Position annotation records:
## START
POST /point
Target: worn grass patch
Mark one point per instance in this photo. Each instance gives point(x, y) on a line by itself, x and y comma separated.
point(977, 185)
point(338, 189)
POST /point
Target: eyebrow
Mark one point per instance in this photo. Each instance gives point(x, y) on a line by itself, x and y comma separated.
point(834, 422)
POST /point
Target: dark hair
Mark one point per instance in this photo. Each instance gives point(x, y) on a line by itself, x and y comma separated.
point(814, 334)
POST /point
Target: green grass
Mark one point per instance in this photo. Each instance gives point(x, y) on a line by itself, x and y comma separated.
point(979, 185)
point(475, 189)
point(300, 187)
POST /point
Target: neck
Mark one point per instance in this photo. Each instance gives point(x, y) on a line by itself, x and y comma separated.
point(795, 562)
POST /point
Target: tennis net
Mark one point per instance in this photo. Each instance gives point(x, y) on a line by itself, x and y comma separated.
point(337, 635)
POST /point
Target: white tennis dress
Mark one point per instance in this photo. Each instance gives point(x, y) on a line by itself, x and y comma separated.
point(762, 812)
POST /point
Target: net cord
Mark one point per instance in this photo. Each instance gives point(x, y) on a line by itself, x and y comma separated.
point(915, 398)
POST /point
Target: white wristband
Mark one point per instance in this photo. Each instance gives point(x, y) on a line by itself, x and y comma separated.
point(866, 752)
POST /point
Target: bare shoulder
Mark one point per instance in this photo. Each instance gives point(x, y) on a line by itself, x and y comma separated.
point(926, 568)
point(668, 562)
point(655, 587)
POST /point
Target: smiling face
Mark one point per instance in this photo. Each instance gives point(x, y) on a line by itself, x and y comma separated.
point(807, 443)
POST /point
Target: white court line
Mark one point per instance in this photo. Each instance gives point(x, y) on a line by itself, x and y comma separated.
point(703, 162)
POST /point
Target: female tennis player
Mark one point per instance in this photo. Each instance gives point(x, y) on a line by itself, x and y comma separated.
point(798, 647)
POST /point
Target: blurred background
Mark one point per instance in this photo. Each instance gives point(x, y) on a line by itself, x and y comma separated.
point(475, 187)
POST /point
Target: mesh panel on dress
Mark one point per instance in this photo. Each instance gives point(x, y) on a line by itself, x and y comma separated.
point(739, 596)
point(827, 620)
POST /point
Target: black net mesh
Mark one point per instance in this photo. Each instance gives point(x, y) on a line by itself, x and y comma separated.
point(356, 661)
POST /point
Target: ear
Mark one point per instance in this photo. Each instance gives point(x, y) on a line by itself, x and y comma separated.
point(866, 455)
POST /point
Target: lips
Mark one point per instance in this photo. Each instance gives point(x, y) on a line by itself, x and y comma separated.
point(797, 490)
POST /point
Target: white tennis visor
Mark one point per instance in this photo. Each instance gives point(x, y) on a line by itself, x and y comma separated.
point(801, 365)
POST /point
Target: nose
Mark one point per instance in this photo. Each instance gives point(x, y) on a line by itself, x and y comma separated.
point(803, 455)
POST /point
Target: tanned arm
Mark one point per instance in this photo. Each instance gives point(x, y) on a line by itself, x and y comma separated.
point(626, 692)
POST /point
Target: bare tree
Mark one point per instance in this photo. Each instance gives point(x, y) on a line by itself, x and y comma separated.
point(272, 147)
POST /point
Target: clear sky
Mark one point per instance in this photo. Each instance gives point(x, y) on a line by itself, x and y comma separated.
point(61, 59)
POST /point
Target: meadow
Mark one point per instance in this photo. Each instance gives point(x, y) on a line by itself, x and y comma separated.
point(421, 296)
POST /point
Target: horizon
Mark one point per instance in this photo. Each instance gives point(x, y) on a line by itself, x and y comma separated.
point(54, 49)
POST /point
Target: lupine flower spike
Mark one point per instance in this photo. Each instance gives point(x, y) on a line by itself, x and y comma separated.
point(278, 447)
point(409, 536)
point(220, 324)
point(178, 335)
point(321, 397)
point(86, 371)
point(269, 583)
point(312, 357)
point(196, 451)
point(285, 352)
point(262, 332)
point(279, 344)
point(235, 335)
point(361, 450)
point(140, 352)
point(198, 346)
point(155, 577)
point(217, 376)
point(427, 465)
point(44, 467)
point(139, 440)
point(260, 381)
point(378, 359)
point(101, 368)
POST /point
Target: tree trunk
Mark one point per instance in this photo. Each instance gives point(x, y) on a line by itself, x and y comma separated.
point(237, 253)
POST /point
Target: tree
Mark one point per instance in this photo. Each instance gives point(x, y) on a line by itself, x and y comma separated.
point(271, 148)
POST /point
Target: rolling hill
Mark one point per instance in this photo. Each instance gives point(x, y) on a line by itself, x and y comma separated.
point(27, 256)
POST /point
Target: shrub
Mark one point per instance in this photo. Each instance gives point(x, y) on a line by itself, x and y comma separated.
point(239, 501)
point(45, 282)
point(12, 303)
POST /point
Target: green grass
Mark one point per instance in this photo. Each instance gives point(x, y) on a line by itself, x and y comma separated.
## END
Written task:
Reproduce all of the entries word for word.

Reply:
POST /point
Target: worn grass patch
Mark one point per instance in this photo. Each instance gives point(x, y) on a line by itself, x and y comma separated.
point(977, 185)
point(338, 189)
POST /point
Target: eyebrow
Mark one point per instance in this photo. Each instance gives point(x, y) on a line by itself, x and y comma separated.
point(834, 422)
POST /point
Target: dark hair
Mark one point per instance in this photo. Each instance gives point(x, y) on a line by itself, x and y comma separated.
point(814, 334)
POST /point
Target: green grass
Mark one point per instance in this photo. Each instance gives point(x, y) on a line by itself, x and y comma separated.
point(979, 185)
point(475, 189)
point(300, 187)
POST /point
Target: neck
Mark one point per instance in this photo. Each instance gives point(x, y) on a line by itself, x and y comma separated.
point(795, 562)
POST /point
Target: tennis net
Mark one point per instance in this photo. Each instance gives point(x, y) on a line by itself, x and y comma separated.
point(337, 635)
POST /point
Target: white tennis dress
Mark one point per instance in this photo. Each instance gives point(x, y) on a line by itself, x and y comma separated.
point(762, 812)
POST /point
Target: net cord
Mark one point per instance in this photo. Each instance gives point(x, y) on a line by itself, x and y comma separated.
point(915, 398)
POST /point
Target: white wristband
Mark one point per instance in this photo. Each instance gives point(x, y) on a line by itself, x and y comma separated.
point(866, 752)
POST /point
Target: bare shoulder
Mark one point per instance in this photo. Each instance gives point(x, y) on a line by itself, x and y comma separated.
point(926, 568)
point(668, 562)
point(655, 587)
POST /point
Target: smiling face
Mark one point per instance in this photo. Each instance gives point(x, y) on a line by itself, x and y comma separated.
point(807, 443)
POST /point
Target: white court line
Mark one point per instance in this photo. Each instance gives point(x, y) on a line by itself, x and y comma separated.
point(703, 162)
POST /point
Target: female tennis player
Mark one point per instance in this photo. Each instance gives point(x, y) on a line by itself, x and y comma separated.
point(798, 647)
POST /point
Target: blurred background
Mark one point per instance in this photo. Each instance gives point(x, y) on a line by itself, x and y comma separated.
point(475, 187)
POST /point
Target: mesh panel on dress
Mark one point per instance in this photo. Each instance gives point(x, y) on a line by itself, x and y comma separated.
point(739, 596)
point(827, 620)
POST /point
Target: black net mesh
Mark one point per instance in this photo. Each instance gives point(x, y) on a line by itself, x and y comma separated.
point(356, 661)
POST /point
Target: ear
Mark one point per instance in this photo. Each instance gives point(x, y) on a line by itself, x and y comma separated.
point(866, 455)
POST /point
Target: lips
Mark one point per instance in this photo. Each instance gives point(x, y) on a line by itself, x and y comma separated.
point(797, 490)
POST /point
Target: white tennis visor
Mark one point per instance in this photo. Each instance gives point(x, y) on a line by itself, x and y comma separated.
point(801, 365)
POST /point
Target: nose
Mark one point per instance in this photo. Each instance gives point(x, y) on a line by itself, x and y comma separated.
point(803, 455)
POST /point
Target: tanned arm
Mark one point per instance in this photo. Each instance gives point(x, y) on a line by itself, x and y comma separated.
point(626, 692)
POST /point
Target: bare tree
Mark one point per instance in this photo. Each instance gives point(x, y) on a line by itself, x and y comma separated.
point(272, 147)
POST /point
Target: clear sky
Mark one point per instance in this photo. Each instance gives point(x, y) on a line by itself, x and y comma separated.
point(61, 59)
POST /point
Target: meadow
Mark one point per instance in this photo. Each instance gives point(x, y) on a line by itself, x and y comma separated.
point(421, 296)
POST /point
Target: horizon
Mark one point per instance in this photo. Each instance gives point(x, y) on a line by itself, x and y comma separated.
point(54, 49)
POST /point
Target: lupine flower spike
Mark one point per instance in this photo. Each instance gives point(x, y) on a line by itself, x and y comma separated.
point(278, 447)
point(409, 536)
point(220, 324)
point(178, 335)
point(321, 397)
point(86, 371)
point(269, 583)
point(312, 357)
point(196, 451)
point(285, 352)
point(262, 332)
point(279, 344)
point(235, 335)
point(361, 450)
point(140, 352)
point(198, 346)
point(155, 577)
point(217, 376)
point(427, 465)
point(44, 467)
point(139, 440)
point(260, 381)
point(378, 359)
point(101, 368)
POST /point
Target: tree trunk
Mark one point per instance in this photo. Each instance gives point(x, y) on a line by itself, x and y comma separated.
point(237, 253)
POST /point
Target: tree
Mark one point per instance in this photo. Each instance gives point(x, y) on a line by itself, x and y comma separated.
point(271, 148)
POST /point
Target: rolling hill
Mark one point per instance in this photo. Each instance gives point(x, y) on a line by itself, x and y comma separated.
point(27, 256)
POST /point
Target: shrub
Mark one point per instance in this photo. Each instance gives point(x, y) on a line by itself, x and y comma separated.
point(239, 501)
point(45, 282)
point(12, 303)
POST /point
Target: green grass
Mark one point per instance in this photo. Each instance gives point(x, y) on a line by itself, x and y comma separated.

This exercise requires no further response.